▸ Text block:
--------------------------------------------------

The best tennis racket isn’t necessarily the most expensive one. As we all know, tennis is an individual sport which means that a universal formula for success does not exist. Every individual is different, and just because a certain part of tennis equipment such as a tennis racket suits one player, it doesn’t translate into the racket suiting another player the same way.
There are numerous factors to take into account when choosing any part of tennis equipment. The choice of which tennis shoes fit you best and which you feel most comfortable in is a tough decision, let alone choosing the right racket. We’ll clear it up for you.
A tennis racket is the key factor to any player’s game. A perfect tennis racket enables the player to achieve their full potential, and this doesn’t apply to professionals only. With a little bit of research, players of all ages can find the right racket for themselves. However, if you think that just because a racket is a perfect fit for you on paper, you’d be surprised how often it doesn’t suit you as much as you think it would.

--------------------------------------------------

▸ Extracted material:
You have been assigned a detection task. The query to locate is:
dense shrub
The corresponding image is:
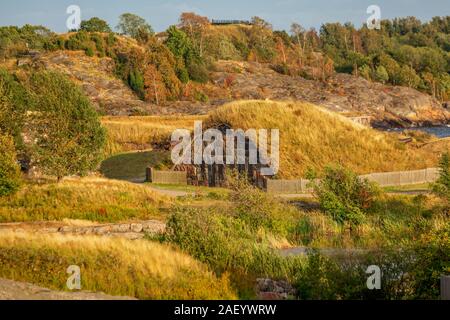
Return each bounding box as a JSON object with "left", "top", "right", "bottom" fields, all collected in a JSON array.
[
  {"left": 27, "top": 71, "right": 105, "bottom": 178},
  {"left": 167, "top": 208, "right": 296, "bottom": 278},
  {"left": 296, "top": 224, "right": 450, "bottom": 300},
  {"left": 228, "top": 173, "right": 298, "bottom": 237},
  {"left": 314, "top": 167, "right": 378, "bottom": 226},
  {"left": 0, "top": 133, "right": 21, "bottom": 197},
  {"left": 80, "top": 17, "right": 111, "bottom": 32},
  {"left": 0, "top": 69, "right": 29, "bottom": 149}
]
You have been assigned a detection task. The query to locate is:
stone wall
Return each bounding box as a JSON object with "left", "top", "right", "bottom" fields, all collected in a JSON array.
[{"left": 146, "top": 168, "right": 187, "bottom": 185}]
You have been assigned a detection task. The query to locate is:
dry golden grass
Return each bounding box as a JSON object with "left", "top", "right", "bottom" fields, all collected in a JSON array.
[
  {"left": 102, "top": 116, "right": 205, "bottom": 155},
  {"left": 0, "top": 232, "right": 236, "bottom": 299},
  {"left": 0, "top": 178, "right": 169, "bottom": 222},
  {"left": 205, "top": 101, "right": 437, "bottom": 179}
]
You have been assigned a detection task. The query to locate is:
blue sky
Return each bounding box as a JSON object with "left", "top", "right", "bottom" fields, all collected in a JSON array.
[{"left": 0, "top": 0, "right": 450, "bottom": 32}]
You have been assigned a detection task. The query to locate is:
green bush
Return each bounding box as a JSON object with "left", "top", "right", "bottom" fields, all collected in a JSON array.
[
  {"left": 0, "top": 69, "right": 29, "bottom": 149},
  {"left": 314, "top": 167, "right": 378, "bottom": 227},
  {"left": 0, "top": 134, "right": 21, "bottom": 196},
  {"left": 295, "top": 223, "right": 450, "bottom": 300},
  {"left": 187, "top": 62, "right": 209, "bottom": 83},
  {"left": 228, "top": 173, "right": 299, "bottom": 237},
  {"left": 27, "top": 71, "right": 106, "bottom": 179}
]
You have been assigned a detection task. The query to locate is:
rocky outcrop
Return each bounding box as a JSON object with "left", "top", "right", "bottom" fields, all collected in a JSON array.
[
  {"left": 34, "top": 51, "right": 450, "bottom": 127},
  {"left": 213, "top": 61, "right": 450, "bottom": 127}
]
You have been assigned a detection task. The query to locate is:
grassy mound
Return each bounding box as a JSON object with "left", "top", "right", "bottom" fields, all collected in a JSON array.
[
  {"left": 0, "top": 178, "right": 167, "bottom": 222},
  {"left": 206, "top": 101, "right": 437, "bottom": 179},
  {"left": 102, "top": 116, "right": 204, "bottom": 155},
  {"left": 100, "top": 151, "right": 173, "bottom": 182},
  {"left": 0, "top": 233, "right": 235, "bottom": 299}
]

--------------------------------------------------

▸ Required task 1: Set down, word for word, the part of the tennis racket text that opens with the words containing "There are numerous" and closes with "up for you.".
▸ Required task 2: Please carry on the text about choosing a tennis racket, picking up right after its last sentence.
The data plays no part in the work here.

▸ Exercise response 1:
There are numerous factors to take into account when choosing any part of tennis equipment. The choice of which tennis shoes fit you best and which you feel most comfortable in is a tough decision, let alone choosing the right racket. We’ll clear it up for you.

▸ Exercise response 2:
Your tennis racket can have an immense impact on many aspects of your game. It can influence your performance and skill development on the court. The right racket can also prevent tennis injuries such as a tennis elbow, which is quite common amongst players who’ve been playing for a long time, but can also affect beginner tennis players. New players take into account things like grip size, head size, comfort, and weight when buying their first racket. I remember when Bjorn Borg made a comeback out of retirement in 1991 and used a wooden racket. It is fair to say it didn’t go too well against the power of the more advanced rackets. Björn Borg’s 1991 Comeback to Tennis | by Tom Brogan | Medium
But it is much more complex than that. Advanced players pay attention not only to the aforementioned stuff but also to swing weight, maneuverability, the size of the sweet spot, string pattern and so much more when they’re looking for the best tennis racket. So, you’ve probably figured by now that choosing the best rackets isn’t all that easy. You might even doubt that you’d be able to select a racket that suits your type of play style. But do not worry, we’re here to help.
Steps to Follow When Choosing a Tennis Racket
1. Be realistic with your skill level ( This will help you forget about those super-advanced rackets with very small head sizes and with way too much weight on them).
2. Ask someone for a piece of advice (Preferably a local coach, as they’ll be able to at least guide you to your final choice/s).
3. Set your priorities and stick to them (Whether it’s comfort, maneuverability, power, control, etc.).
4. Find a couple of the best options that you believe would suit you the best (Always try to narrow down your search to two or three different rackets).
5. Where possible, play-test your choices and decide which one is best for you (If possible, you should always try out the racket you’re looking to buy).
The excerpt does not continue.